We already worked remotely before 2020, which proved to be a blessing for Chargetrip in the pandemic. We experienced little to no disturbance in our activity from a technical point of view. On the other hand, working remotely made team members struggle to feel team spirit.
A few months ago, I (Flori, Product Owner at Chargetrip) realized we were working together, but feeling apart. This was normal as we have, in some cases, up to 8000km between us. However, while we all did our tasks, we somehow failed to show that “it’s the collective responsibility of the entire team to collaborate on and deliver the tasks on the board.” In order to get there we needed to create ownership and responsibility for working remotely, as a team.
Bringing people together is pretty difficult to do online, but not impossible. Members of the team had different histories together: some knew each other for years, others started during the pandemic and had never met their colleagues in person even after 3–4 months.
In Kanban, the development process has to be a team effort. Being aware of the team’s goals is a must in this methodology, but it can’t be achieved if members of the team don’t understand and work by this principle. It is also “imperative to proactively engage the team as an antidote to the inherent loneliness of remote work — which unaddressed, can cause a drop in motivation and overall productivity.”
Empathy is one of the keys to leaving the world a better place in our work (together with education and innovation). It is easier for people to be empathic and think about someone else’s needs when they know personal details about them. It does not have to be intimate knowledge, but it has to come from a place of comfort and trust.
So, I created a list of tools that would make it easier for all of us to open up, share our experiences, and to build the connections we might lack in order to function as a team. While some of the tools were already used in our daily work, others were new and exciting.

*DATASET CONTENT:*

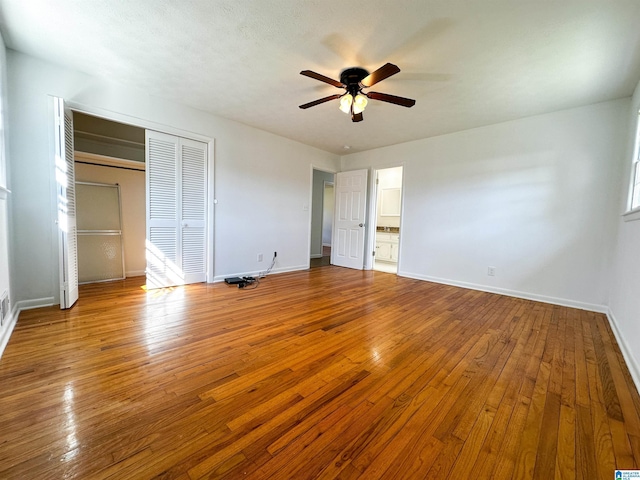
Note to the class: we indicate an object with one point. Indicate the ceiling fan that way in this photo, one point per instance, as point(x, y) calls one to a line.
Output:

*PARTS OF THE EXERCISE:*
(1) From the passage on remote team spirit, reproduce word for word the stretch starting at "A few months" and ending at "after 3–4 months.".
(2) In the passage on remote team spirit, how much distance separates some Chargetrip team members in certain cases?

*RESPONSES PER TASK:*
(1)
A few months ago, I (Flori, Product Owner at Chargetrip) realized we were working together, but feeling apart. This was normal as we have, in some cases, up to 8000km between us. However, while we all did our tasks, we somehow failed to show that “it’s the collective responsibility of the entire team to collaborate on and deliver the tasks on the board.” In order to get there we needed to create ownership and responsibility for working remotely, as a team.
Bringing people together is pretty difficult to do online, but not impossible. Members of the team had different histories together: some knew each other for years, others started during the pandemic and had never met their colleagues in person even after 3–4 months.

(2) Up to 8000km.